TEXT TO READ.
....................
To carry out all appropriate additional investigative measures, and in any event to order Alain Scohy, Jules Bodart, Gérard Dauphin and Pierre Dausin, all detained in Namur Prison at the time of the alleged offences, to be called as witnesses ..."
With respect to Mr Scohy, the application was based on the following considerations (pp. 3-4 and 21-23 of the said submissions):
Short statement of the facts
7. During the investigation ...
In late August 1983, following rumours which had circulated persistently for some months in C wing of Namur Prison (Vidal had not been inside this prison since being arrested on 7 February 1983, hence no contact with the prisoners in that wing), it had turned out, according to these rumours among prisoners, that it had not been Vidal who had introduced the revolver ‘used by Bosch Hernandez’ ...
On 29 August 1983 prisoner Alain Scohy reported these rumours and gave full details as to how the weapon had been introduced and the persons involved - directly or indirectly: Castris, another server in C wing when being visited by his friend Dominique Lhoir - concealment of the weapon, passing it to Bieseman, finally reaching Bosch Hernandez.
Bieseman escaped on 10 January 1983.
Castris released on licence and deported in October 1983.
....................
GIVEN ENTRIES.
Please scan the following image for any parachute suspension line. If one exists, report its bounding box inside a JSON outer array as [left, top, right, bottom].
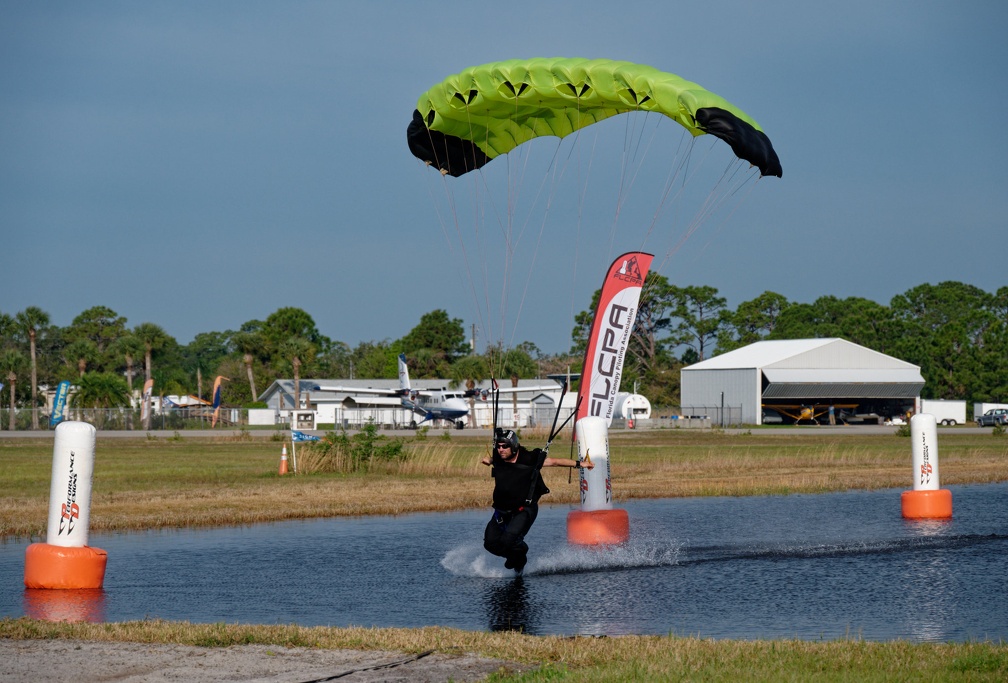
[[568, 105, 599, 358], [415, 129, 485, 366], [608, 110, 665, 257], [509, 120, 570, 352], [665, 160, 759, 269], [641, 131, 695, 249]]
....................
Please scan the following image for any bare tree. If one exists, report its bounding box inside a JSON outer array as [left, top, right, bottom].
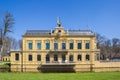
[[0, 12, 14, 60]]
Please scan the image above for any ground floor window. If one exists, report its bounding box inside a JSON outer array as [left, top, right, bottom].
....................
TASKS TO PERFORM.
(a) In the text about the revolver rumours in Namur Prison, on what date did Alain Scohy report those rumours?
(b) Extend the text about the revolver rumours in Namur Prison, picking up after its final sentence.

REPLIES.
(a) On 29 August 1983.

(b)
N.B. No detailed investigation took place regarding these facts.
Scohy was not even questioned by the investigating judge, although he had promised [the police] that he would give evidence (i.e. on oath) before the Court of Assizes if necessary ...
Critical appreciation of the investigation ...
1. The Deputy Director of Namur Prison, Mr Derriks, considered it his duty to bring to the attention of the judicial authorities certain facts (which he thus considered to be sufficiently important), rumours of long standing and statements made by a prisoner Scohy, all of direct relevance to the Vidal/Bosch Hernandez case-file.
2. Rumours (persistent ones) had been circulating for months among the inmates of C wing (the wing of Bosch, a server, of Bieseman, often in the workshop, of Castris, another server ...)
according to which the former warder Frans Vidal had not been the person who had introduced the revolver used by Bosch Hernandez ...
This literal quotation from the beginning of the statement by the Deputy Director itself demonstrates uncontradictably that there was a ‘serious’ item of evidence here, to be verified and checked in an exhaustive and thorough manner of course, as to the introduction of the revolver into the prison by some person other than Vidal.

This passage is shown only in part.